Find each line in the items below that contains the word "wooden", and copy those lines.

Point-based annotation data:
++++++++++++++++++++
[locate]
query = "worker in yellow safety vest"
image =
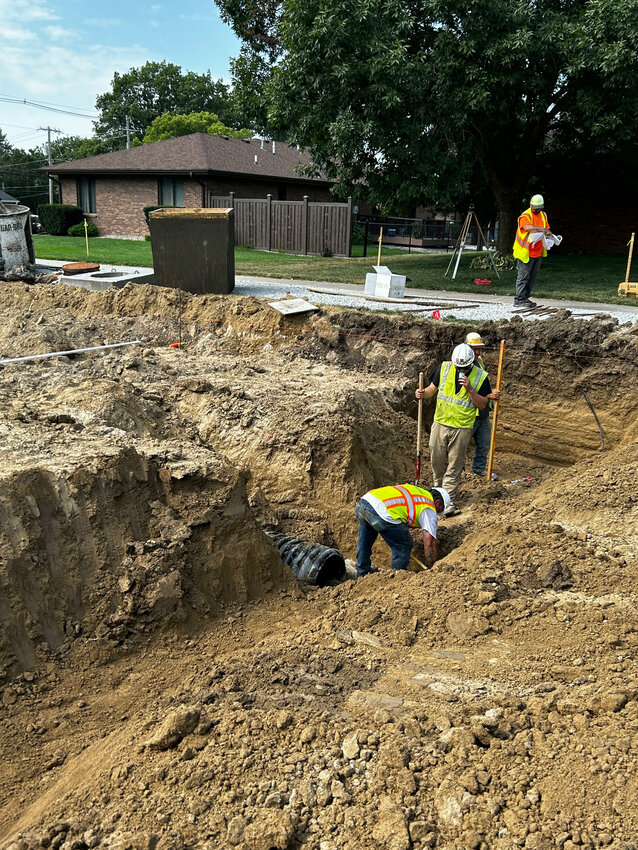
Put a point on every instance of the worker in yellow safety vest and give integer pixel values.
(461, 388)
(390, 512)
(528, 254)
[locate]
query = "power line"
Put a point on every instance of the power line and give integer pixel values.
(7, 99)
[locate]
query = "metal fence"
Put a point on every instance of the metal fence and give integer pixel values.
(296, 227)
(412, 233)
(409, 233)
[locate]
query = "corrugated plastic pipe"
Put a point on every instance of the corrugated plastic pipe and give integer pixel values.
(310, 562)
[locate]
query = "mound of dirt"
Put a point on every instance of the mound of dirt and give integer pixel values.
(167, 683)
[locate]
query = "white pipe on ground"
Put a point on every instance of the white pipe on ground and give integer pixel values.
(72, 351)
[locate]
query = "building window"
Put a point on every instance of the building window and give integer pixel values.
(86, 194)
(171, 191)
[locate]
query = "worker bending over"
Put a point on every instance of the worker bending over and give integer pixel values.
(461, 388)
(390, 512)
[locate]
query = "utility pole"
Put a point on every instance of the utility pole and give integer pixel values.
(50, 130)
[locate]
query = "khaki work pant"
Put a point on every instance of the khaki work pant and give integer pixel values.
(448, 447)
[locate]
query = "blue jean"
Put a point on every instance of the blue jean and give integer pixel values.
(482, 433)
(396, 535)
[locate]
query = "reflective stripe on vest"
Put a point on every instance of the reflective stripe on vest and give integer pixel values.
(453, 409)
(521, 243)
(405, 502)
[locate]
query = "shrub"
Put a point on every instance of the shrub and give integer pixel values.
(503, 262)
(78, 229)
(150, 209)
(57, 218)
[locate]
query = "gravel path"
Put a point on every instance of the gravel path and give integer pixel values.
(477, 307)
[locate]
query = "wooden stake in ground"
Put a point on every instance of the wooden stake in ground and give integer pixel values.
(499, 380)
(631, 251)
(419, 422)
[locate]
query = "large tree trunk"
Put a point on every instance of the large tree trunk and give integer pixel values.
(508, 210)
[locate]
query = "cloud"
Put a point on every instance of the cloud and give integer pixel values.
(57, 33)
(102, 22)
(13, 35)
(197, 16)
(24, 11)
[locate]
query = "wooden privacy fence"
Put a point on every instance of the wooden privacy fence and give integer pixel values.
(296, 227)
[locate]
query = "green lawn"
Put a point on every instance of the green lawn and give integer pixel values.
(581, 278)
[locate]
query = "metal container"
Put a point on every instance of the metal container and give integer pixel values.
(194, 249)
(16, 244)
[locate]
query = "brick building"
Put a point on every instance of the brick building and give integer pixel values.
(114, 188)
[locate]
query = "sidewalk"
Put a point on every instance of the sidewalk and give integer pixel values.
(483, 306)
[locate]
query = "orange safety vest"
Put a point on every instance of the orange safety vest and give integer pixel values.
(521, 243)
(405, 502)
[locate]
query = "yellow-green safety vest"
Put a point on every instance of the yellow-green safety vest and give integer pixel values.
(456, 409)
(521, 243)
(405, 502)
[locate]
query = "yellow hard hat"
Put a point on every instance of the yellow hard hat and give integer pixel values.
(474, 339)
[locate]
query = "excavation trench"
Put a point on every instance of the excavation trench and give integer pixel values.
(136, 493)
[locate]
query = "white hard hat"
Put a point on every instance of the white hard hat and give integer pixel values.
(462, 356)
(447, 501)
(474, 339)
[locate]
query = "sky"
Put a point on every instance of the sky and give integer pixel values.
(63, 53)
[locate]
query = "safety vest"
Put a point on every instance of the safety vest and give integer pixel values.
(521, 243)
(456, 409)
(405, 502)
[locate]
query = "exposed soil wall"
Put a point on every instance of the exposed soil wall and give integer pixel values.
(165, 682)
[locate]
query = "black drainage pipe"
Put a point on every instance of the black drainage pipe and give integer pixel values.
(319, 565)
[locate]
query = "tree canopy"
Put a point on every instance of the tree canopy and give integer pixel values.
(420, 100)
(156, 88)
(170, 126)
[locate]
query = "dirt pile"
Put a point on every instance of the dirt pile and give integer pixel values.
(155, 693)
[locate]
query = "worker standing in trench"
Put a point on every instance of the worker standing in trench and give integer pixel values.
(482, 430)
(461, 388)
(390, 512)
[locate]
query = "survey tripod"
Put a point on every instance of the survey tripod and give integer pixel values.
(460, 243)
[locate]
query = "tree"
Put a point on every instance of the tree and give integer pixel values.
(169, 126)
(143, 94)
(417, 100)
(68, 148)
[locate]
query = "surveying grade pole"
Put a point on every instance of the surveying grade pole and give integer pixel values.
(499, 380)
(631, 251)
(489, 253)
(458, 248)
(466, 230)
(419, 423)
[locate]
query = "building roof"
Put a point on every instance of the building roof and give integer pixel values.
(199, 153)
(6, 198)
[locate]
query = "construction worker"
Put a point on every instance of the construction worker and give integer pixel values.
(390, 512)
(482, 431)
(461, 388)
(528, 256)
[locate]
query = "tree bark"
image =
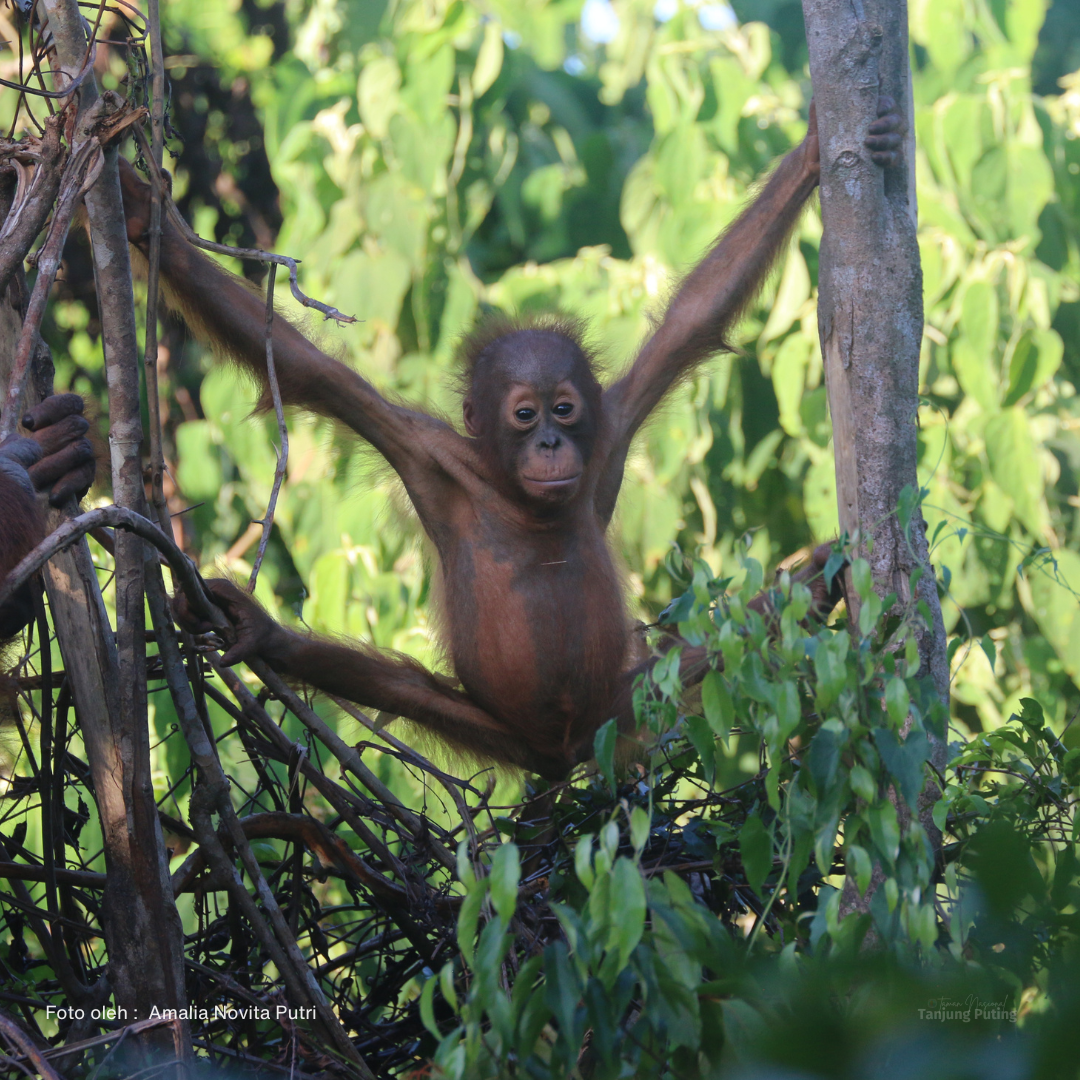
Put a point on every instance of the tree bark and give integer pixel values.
(871, 307)
(144, 933)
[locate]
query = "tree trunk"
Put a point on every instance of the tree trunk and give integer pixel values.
(144, 934)
(871, 306)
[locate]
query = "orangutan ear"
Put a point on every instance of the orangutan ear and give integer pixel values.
(469, 415)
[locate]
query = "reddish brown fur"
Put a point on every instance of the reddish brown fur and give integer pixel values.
(517, 511)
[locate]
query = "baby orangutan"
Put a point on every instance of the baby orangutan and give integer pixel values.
(517, 508)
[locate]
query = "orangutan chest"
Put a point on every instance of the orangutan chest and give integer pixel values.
(545, 630)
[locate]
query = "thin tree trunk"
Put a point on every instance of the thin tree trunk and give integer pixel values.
(143, 929)
(871, 306)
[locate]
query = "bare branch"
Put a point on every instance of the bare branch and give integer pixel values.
++++++++++++++++++++
**Full answer**
query = "wooden stake in ground"
Put a point on every instance of the wooden stake in ground and give integer pixel values.
query = "wooden privacy fence"
Put a point on every instance of the wooden privacy fence and give integer pixel values.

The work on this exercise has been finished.